§ Task description:
Please repeat, from the entries that follow, the lines from the one containing "Target: man's short brown hair" through the one containing "request | locate each instance of the dog's fluffy" exactly, adding nothing.

[Records excerpted from a collection]
┌────────

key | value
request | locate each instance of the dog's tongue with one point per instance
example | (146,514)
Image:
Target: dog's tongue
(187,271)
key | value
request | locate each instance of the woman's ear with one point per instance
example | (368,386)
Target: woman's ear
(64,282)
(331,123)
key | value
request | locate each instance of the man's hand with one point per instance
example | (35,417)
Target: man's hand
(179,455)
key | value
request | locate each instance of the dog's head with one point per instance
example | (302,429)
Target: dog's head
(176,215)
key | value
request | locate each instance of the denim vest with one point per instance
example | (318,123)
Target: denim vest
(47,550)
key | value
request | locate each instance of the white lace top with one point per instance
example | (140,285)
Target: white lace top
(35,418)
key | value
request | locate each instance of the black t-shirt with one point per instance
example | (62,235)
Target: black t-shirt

└────────
┌────────

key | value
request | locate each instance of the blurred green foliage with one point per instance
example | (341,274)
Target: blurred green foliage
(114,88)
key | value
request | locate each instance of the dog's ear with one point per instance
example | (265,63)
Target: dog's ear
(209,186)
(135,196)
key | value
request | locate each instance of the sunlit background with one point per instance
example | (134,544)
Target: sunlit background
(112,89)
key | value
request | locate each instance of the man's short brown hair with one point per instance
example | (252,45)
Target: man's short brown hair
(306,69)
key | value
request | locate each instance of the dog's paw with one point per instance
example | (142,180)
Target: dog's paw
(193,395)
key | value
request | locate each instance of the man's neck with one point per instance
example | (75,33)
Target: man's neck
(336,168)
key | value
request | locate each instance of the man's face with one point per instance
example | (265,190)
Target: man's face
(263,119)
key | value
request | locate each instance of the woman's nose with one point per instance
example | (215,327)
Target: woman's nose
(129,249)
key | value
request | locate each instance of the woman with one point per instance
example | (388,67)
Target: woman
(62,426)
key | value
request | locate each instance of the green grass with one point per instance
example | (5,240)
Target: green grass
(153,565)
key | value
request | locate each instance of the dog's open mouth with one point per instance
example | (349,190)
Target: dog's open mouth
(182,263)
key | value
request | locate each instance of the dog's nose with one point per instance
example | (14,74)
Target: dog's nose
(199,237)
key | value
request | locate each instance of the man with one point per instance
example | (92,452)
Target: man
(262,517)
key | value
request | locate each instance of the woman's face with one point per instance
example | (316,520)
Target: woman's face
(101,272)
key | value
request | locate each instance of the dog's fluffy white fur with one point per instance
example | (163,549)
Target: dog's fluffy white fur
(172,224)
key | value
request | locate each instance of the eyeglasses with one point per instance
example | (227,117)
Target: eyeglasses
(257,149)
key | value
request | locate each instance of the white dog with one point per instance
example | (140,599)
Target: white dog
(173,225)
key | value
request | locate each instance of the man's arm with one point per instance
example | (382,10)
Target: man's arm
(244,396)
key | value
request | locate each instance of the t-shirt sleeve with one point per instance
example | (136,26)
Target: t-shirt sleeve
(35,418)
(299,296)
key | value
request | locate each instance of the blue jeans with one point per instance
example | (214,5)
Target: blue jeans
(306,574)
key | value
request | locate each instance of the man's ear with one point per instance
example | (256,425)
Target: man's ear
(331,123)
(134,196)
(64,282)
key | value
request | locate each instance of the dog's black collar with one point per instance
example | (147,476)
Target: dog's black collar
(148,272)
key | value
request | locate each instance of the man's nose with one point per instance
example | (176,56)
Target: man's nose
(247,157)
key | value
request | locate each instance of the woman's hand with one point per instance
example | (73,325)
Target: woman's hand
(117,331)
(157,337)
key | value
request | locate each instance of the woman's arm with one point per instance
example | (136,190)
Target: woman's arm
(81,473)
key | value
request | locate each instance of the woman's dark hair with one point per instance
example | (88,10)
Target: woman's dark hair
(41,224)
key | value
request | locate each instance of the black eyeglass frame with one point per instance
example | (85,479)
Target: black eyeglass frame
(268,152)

└────────
┌────────

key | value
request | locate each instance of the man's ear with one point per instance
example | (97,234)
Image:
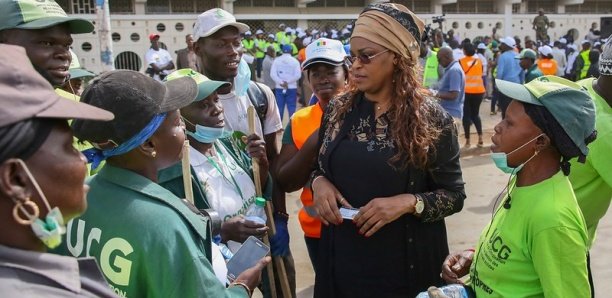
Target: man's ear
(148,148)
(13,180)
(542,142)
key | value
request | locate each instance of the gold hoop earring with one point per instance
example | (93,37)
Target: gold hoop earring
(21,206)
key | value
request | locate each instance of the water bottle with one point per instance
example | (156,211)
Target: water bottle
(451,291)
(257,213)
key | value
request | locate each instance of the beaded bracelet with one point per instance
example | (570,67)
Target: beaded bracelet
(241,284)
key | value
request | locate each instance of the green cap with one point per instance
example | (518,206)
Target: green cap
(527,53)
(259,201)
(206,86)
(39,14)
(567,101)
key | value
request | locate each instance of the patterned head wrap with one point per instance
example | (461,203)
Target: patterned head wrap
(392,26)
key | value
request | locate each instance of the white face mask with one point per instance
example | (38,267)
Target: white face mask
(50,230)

└────────

§ Result for this task:
Target: man's short brown hair
(306,69)
key | value
request | locate each instance of the dog's paw with one point per instance
example | (142,180)
Target: dog's paw
(193,395)
key | value
request | locate each instance of the man's neck with one point per instance
example | (75,33)
Target: man's neck
(336,168)
key | value
request | locate each instance of the man's face with one point per instance
example | (265,190)
Target: man's face
(263,119)
key | value
request | locate each instance of the woman's nose with one point per instance
example | (215,327)
Target: woman's nose
(129,249)
key | value
request | locate each instance of the woman with one point per instance
example | (388,67)
Target: woman
(62,426)
key | value
request | locate each instance of the green grass with one point per instance
example | (5,240)
Target: green grass
(153,565)
key | value
request | locate each instance of the dog's open mouth with one point per instance
example | (349,190)
Target: dog's open mouth
(182,263)
key | value
request | locate each instance of the dog's nose with one point per instance
example | (14,74)
Target: dog's nose
(199,237)
key | value
request | locate each instance of the man with one point per instance
example | (92,452)
Target: man
(262,517)
key | value
request | locate each instance of the woman's face with one point per instance
example | (316,520)
Target: woman's face
(101,272)
key | value
request | locate each instance of the dog's fluffy white fur with one point per instance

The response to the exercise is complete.